**TEXT:**

Skip to main content

Taming the Wild Alarm System, Part 3

SHUT UP! Fixing Chattering and Fleeting Alarms

There are few things more annoying to operators than chattering and fleeting alarms. Chattering alarms have short durations. They occur, then quickly clear, then reoccur and clear, happening up to several times a minute. A few chattering alarms can ruin the overall performance of an alarm system. A good starting criteria for identifying chattering alarms would be an alarm that occurs and clears three or more times in a minute.

A fleeting alarm is also a short duration alarm. It appears then clears almost immediately (often within a few seconds), without the operator having to do anything. It does not immediately repeat. (If it did, it would be a chattering alarm.) Even so, it is still a distracting and pointless interruption for the operator, and on most systems has to be acknowledged to be removed from the alarm listing screens.

Both analog values (e.g., flows, pressures) and digital (on-off) signals, such as from switches or binary sensors, can and do chatter. Fleeting alarms can be addressed using the same methods for addressing chattering alarms, with minor differences. Chattering and fleeting alarms are very common. No alarm was intentionally designed to have these behaviors, and all of them CAN BE FIXED without a lot of trouble! Here’s how.

Start With Deadband
For chattering analog sensors, first look at the deadband of the alarm. So, what is deadband? Well, on-off control is the most basic form of control. A certain degree of deadband is placed around the process setpoint. If the process variable is lower or higher than the deadband, the control action is turned fully on (or fully off)––like a basic air conditioner or home heater.
 

Figure 1: Deadband and On-Off Control

On-off control can be used on a pump to fill (or empty) a tank (on at 20%, off at 80%, similar to how a toilet tank works). But you would not want to use it on something like automobile speed cruise control—going on and off of full throttle for every hill!

With on-off control, the process variable is always cycling around the setpoint and through the deadband. To achieve “tighter” control, reduce the amount of the deadband. The resulting side effect is the frequency of the oscillations increases, which reduces the life of the final control element (i.e., relays, control valves, etc.)

Deadband and Alarms
Similar to deadband for setpoints in process control, all alarms on analog values should also have an alarm deadband specified. All process signals have noise. As a process value passes through an alarm setpoint, any noise or slight variation of the signal causes multiple alarms if there is too small of an alarm deadband. 

This figure shows how a proper deadband, larger than the noise in the signal, reduces alarm events as the process value moves above a high alarm setpoint. Most DCSs allow for alarm deadband with several options. You should check the DCS documentation to configure deadband properly. Note that deadband should always be applied to analog signals before the application of the following delay time techniques!
 

Figure 2: Deadband and Alarms

Rigorous calculation is not usually necessary; the following good starting values can be used. Trial and error can also be used; pick a small starting point (1%-2%) and increment based on the results.

SIGNAL TYPE

Deadband

Flow

5%

Level

5%

Pressure

2%

Temperature

1%

Figure 3: Deadband Settings Based on Sensor Type

You may think that this is pretty basic information and everyone already knows this. We assure you, we have been solving this problem for decades and almost every system has hundreds of sensors with the alarm deadbands set at zero. Check yours!

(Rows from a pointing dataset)
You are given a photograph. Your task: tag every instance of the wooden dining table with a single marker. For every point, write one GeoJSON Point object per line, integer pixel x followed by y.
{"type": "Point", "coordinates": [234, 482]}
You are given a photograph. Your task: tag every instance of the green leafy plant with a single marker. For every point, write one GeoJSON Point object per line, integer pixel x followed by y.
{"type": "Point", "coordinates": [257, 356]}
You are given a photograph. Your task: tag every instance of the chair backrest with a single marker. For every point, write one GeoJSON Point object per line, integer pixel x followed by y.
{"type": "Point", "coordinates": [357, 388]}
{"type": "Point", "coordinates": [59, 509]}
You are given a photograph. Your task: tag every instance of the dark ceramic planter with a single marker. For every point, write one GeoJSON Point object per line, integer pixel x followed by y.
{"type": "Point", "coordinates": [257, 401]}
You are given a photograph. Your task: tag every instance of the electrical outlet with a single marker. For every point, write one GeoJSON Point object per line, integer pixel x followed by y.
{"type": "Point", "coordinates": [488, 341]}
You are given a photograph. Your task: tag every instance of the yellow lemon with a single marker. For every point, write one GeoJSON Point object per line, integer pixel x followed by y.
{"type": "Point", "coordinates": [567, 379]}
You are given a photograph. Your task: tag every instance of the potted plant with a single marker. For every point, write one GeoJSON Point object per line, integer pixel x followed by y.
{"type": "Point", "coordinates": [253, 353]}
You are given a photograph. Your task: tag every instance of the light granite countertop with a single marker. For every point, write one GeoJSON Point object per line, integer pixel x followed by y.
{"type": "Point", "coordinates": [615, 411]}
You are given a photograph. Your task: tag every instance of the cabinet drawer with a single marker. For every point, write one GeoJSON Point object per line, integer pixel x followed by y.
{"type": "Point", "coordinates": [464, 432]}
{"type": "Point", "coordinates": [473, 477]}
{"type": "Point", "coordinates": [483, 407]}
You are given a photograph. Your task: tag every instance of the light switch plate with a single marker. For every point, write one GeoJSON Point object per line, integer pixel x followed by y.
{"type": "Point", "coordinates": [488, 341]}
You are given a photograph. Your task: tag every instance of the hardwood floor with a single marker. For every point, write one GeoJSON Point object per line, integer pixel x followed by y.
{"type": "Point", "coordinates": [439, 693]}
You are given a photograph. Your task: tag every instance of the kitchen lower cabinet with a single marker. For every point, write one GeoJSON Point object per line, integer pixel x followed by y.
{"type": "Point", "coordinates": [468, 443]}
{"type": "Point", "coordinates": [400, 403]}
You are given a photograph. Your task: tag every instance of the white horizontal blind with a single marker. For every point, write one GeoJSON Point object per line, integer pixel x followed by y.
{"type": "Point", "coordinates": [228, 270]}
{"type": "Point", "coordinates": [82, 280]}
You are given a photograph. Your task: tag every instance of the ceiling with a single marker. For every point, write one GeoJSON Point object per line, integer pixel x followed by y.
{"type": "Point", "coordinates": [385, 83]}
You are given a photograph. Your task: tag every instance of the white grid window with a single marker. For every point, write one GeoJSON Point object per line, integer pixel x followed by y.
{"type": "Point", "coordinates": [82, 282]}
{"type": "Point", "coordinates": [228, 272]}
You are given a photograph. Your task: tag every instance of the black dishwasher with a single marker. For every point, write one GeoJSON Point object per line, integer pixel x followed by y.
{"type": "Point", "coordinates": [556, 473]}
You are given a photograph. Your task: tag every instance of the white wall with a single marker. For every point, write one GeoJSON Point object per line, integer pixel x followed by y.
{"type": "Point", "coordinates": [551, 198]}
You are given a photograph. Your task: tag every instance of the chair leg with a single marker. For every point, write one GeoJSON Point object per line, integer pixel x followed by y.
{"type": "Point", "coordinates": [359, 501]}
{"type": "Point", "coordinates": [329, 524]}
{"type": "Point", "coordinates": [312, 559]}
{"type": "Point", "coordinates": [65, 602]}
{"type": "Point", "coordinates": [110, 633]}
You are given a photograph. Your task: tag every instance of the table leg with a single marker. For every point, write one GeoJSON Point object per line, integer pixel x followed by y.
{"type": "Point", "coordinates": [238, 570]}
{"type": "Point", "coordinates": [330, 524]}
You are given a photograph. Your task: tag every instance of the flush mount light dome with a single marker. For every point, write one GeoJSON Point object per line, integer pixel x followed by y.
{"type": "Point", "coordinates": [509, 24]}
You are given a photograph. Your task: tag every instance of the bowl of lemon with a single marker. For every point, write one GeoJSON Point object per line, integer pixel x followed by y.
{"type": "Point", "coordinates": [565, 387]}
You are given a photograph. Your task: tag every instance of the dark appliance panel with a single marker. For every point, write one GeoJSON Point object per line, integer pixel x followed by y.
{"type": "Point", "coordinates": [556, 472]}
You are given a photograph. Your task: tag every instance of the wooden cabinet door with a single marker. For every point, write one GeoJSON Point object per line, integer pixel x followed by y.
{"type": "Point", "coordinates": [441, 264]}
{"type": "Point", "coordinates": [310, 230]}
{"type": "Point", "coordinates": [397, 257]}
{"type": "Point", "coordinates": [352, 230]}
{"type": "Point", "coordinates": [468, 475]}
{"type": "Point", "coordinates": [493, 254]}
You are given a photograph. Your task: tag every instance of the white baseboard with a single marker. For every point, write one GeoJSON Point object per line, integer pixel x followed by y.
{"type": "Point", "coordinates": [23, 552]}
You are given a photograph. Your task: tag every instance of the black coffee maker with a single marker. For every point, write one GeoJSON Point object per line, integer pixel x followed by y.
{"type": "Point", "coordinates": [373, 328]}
...
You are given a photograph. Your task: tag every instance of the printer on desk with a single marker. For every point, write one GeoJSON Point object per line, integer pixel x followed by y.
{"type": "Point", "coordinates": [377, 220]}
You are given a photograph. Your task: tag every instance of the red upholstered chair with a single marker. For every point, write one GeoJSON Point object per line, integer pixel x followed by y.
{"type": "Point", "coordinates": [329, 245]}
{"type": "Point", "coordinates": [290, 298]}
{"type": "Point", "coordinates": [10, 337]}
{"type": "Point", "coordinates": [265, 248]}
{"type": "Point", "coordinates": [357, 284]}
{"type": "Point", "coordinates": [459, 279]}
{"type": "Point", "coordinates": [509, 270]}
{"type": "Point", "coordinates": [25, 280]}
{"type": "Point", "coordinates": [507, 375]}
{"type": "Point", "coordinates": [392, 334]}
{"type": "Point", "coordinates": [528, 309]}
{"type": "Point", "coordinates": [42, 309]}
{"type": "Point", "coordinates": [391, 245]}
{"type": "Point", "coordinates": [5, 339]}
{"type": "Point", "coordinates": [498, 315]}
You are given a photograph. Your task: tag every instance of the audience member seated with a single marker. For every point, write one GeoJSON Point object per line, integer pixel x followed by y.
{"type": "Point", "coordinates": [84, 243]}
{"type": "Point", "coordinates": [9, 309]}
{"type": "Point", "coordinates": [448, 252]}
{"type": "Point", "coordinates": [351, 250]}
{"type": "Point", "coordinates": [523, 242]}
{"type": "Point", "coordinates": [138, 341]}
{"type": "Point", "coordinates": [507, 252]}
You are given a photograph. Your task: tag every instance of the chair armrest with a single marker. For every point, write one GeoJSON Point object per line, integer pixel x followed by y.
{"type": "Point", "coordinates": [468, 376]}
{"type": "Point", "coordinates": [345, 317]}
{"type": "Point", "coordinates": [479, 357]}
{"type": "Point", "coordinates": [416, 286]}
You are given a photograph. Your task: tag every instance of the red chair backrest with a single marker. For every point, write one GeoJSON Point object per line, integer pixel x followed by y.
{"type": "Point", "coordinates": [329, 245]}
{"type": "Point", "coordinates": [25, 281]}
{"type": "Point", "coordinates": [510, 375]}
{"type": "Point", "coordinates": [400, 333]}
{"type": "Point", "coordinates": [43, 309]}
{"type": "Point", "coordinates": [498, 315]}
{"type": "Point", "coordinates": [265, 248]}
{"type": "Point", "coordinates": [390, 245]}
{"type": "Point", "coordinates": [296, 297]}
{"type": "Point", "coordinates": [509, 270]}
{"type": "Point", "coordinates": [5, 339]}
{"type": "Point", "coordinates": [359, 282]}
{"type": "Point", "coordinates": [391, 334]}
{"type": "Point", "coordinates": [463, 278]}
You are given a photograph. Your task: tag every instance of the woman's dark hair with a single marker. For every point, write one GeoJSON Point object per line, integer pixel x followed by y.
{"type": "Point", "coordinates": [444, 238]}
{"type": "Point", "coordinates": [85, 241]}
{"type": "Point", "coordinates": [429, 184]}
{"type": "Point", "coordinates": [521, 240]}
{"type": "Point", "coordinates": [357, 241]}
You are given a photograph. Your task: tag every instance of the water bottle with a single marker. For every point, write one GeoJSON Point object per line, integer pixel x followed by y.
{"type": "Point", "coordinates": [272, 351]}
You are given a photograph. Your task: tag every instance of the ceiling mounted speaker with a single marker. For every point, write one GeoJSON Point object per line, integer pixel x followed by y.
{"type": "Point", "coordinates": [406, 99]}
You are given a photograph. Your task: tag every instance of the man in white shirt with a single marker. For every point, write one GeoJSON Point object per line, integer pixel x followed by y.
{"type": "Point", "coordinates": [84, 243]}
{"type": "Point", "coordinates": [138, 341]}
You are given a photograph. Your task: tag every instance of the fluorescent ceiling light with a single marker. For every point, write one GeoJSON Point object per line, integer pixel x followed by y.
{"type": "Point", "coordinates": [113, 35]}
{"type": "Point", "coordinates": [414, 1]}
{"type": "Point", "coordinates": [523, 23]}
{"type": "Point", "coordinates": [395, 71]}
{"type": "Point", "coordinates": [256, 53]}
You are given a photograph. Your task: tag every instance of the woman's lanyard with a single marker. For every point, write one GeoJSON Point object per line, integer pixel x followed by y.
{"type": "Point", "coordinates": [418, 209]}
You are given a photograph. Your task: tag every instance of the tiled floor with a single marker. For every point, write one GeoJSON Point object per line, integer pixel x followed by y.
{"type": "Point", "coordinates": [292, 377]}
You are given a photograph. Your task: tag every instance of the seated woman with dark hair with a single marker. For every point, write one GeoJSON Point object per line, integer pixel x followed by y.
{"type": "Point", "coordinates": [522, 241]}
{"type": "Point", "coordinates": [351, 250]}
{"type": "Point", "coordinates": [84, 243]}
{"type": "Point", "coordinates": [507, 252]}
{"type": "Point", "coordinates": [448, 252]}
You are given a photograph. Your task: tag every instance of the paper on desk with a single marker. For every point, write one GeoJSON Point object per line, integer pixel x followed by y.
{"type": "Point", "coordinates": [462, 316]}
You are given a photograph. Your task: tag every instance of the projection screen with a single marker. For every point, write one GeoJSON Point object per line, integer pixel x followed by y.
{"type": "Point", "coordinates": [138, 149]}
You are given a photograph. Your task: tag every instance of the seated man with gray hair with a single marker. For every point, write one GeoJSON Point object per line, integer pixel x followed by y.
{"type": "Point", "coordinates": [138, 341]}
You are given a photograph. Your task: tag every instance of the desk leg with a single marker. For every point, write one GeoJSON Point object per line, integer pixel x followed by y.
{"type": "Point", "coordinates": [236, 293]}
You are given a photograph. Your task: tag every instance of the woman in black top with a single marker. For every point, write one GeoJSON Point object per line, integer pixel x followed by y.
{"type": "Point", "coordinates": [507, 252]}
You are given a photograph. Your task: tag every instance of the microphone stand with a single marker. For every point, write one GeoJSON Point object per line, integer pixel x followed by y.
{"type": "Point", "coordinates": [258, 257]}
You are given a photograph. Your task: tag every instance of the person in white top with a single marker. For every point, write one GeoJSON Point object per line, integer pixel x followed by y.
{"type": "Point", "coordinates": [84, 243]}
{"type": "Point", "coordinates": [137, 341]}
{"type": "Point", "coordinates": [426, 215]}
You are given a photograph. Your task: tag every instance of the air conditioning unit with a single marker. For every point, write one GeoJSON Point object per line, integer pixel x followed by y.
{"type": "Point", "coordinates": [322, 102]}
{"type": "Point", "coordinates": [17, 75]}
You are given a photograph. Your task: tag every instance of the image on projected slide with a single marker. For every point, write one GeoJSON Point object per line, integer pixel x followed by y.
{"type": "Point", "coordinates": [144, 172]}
--
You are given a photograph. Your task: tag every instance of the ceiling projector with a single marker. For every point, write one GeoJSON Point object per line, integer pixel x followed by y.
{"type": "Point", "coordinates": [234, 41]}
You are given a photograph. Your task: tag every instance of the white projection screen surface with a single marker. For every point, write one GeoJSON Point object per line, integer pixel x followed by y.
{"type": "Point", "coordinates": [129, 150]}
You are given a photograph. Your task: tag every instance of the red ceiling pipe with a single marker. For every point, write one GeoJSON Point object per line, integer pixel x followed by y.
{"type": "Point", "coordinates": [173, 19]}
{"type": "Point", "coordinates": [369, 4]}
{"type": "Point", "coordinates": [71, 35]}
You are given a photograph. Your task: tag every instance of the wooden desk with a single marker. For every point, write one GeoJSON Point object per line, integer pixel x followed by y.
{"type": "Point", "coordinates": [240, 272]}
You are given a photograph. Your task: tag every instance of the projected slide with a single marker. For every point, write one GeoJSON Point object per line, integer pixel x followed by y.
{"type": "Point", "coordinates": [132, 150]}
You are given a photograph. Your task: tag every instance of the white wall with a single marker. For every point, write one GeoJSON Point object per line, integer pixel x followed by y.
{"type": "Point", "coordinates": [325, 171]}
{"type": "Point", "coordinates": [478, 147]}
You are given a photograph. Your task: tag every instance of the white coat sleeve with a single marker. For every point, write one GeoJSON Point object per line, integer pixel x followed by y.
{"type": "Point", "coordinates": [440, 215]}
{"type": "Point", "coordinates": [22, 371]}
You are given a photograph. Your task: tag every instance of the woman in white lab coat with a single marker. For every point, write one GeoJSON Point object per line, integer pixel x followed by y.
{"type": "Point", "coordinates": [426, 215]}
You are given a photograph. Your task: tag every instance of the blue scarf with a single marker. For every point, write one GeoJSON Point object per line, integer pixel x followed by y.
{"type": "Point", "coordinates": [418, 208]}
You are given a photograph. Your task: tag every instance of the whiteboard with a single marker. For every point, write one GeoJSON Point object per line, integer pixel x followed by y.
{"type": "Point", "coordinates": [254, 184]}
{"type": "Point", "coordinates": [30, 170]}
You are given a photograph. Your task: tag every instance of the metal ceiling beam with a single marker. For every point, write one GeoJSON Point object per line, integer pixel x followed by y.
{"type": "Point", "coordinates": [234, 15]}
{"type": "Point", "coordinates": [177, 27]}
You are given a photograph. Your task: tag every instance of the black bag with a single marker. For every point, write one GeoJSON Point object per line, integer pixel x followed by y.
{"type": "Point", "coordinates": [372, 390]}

**JOBS:**
**1)** What starting deadband does the alarm article suggest for pressure signals?
**2)** Copy the passage of the alarm article starting at "Figure 2: Deadband" and ending at "on the results.".

**SOLVED TASKS:**
**1)** 2%

**2)**
Figure 2: Deadband and Alarms

Rigorous calculation is not usually necessary; the following good starting values can be used. Trial and error can also be used; pick a small starting point (1%-2%) and increment based on the results.